| Instructions |
1. List every source that the text on milia cites by name.
2. According to the text on milia, what do primary milia have at their centers?

| Text section |
|---|

Milia are tiny white bumps or cysts that occur on the skin, according to Medline Plus, a service from the U.S. National Library of Medicine. They are found on the face, as well as on mucous membranes such as lip borders, eyelids and inside the cheeks. They are not pimples or acne---they are actually tiny cysts that appear as white beads under the skin.

Types

There are two main types of milia-primary and secondary. Primary milia are very small and have fluid centres. They are typically found only on the face on areas that have vellus hair follicles. Secondary milia look similar to primary milia, but skin issues, such as blistering or burning, cause them.

Causes

According to DermaDoctor, trapped skin cells that cannot exfoliate naturally are the main cause of primary milia. Some people are genetically predisposed to them, while others get them after years of prolonged sun damage. Many people get them because they use heavy skin care products that prevent the natural sloughing of dead skin cells and block the hair follicles. Milia may also be a symptom of certain skin diseases, such as Porphyria Cuteanea Tarda. Secondary milia may result from poison ivy, long-term use of steroid crèmes or after dermabrasion, according to Skin Sight.

|---|

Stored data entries
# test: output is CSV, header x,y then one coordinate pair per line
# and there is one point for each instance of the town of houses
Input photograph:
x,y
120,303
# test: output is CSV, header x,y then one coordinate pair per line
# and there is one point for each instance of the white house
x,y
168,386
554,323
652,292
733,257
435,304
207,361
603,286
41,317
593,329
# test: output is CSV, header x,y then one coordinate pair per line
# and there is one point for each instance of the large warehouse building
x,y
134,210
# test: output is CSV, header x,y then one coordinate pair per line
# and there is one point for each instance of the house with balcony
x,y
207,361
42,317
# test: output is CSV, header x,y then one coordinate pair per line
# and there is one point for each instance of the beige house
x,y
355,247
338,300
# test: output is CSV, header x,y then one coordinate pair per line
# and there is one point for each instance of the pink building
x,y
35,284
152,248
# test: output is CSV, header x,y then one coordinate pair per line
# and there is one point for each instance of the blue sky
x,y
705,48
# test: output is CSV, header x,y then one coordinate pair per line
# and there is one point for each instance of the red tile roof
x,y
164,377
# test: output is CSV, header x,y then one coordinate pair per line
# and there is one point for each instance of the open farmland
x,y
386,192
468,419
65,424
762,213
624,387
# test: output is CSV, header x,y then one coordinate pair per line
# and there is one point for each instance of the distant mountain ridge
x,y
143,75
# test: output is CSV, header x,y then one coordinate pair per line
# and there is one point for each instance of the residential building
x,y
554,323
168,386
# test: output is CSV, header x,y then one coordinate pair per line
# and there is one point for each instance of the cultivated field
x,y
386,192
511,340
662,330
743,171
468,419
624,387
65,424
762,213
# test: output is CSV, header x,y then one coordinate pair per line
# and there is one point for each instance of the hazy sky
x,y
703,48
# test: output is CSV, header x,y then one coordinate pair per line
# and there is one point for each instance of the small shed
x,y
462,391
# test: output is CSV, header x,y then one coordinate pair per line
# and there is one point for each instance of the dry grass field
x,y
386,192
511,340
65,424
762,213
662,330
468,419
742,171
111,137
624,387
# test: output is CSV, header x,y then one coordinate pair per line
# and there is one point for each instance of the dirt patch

|---|

| Exercise solutions |
1. Medline Plus, DermaDoctor, Skin Sight

2. Fluid centers.